• _Material for this task_:
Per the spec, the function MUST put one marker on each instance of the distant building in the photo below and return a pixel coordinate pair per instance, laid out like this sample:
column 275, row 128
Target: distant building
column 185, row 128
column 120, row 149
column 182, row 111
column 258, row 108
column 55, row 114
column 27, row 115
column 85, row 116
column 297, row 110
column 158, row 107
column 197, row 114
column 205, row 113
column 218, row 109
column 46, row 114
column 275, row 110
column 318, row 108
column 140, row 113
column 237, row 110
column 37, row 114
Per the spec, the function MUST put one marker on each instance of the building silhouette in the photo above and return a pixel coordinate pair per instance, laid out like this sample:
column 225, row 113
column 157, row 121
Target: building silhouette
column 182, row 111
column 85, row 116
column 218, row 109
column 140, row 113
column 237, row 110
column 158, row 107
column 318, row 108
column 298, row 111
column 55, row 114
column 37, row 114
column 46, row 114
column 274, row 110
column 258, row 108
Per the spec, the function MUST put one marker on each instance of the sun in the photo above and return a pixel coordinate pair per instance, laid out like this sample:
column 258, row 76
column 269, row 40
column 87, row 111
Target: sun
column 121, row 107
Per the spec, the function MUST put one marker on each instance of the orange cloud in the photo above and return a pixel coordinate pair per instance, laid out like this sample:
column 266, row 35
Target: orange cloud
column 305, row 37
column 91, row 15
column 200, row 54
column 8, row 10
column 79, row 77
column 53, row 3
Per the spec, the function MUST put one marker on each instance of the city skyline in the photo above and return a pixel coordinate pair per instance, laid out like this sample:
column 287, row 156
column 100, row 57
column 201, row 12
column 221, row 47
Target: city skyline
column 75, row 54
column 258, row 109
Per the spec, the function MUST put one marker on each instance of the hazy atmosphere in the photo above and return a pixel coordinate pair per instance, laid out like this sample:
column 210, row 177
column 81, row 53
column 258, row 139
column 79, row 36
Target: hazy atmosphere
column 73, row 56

• _What is being asked_: Write out verbatim the lines of the data above, starting at the line that contains "of the city" and stopping after the line that contains "column 258, row 109".

• _Task output_:
Per the spec, the function MUST put one marker on each instance of the city skyline in the photo above and return a pixel coordinate pair per instance, laid out like this sample:
column 287, row 156
column 100, row 57
column 201, row 12
column 221, row 47
Target: city skyline
column 75, row 54
column 258, row 109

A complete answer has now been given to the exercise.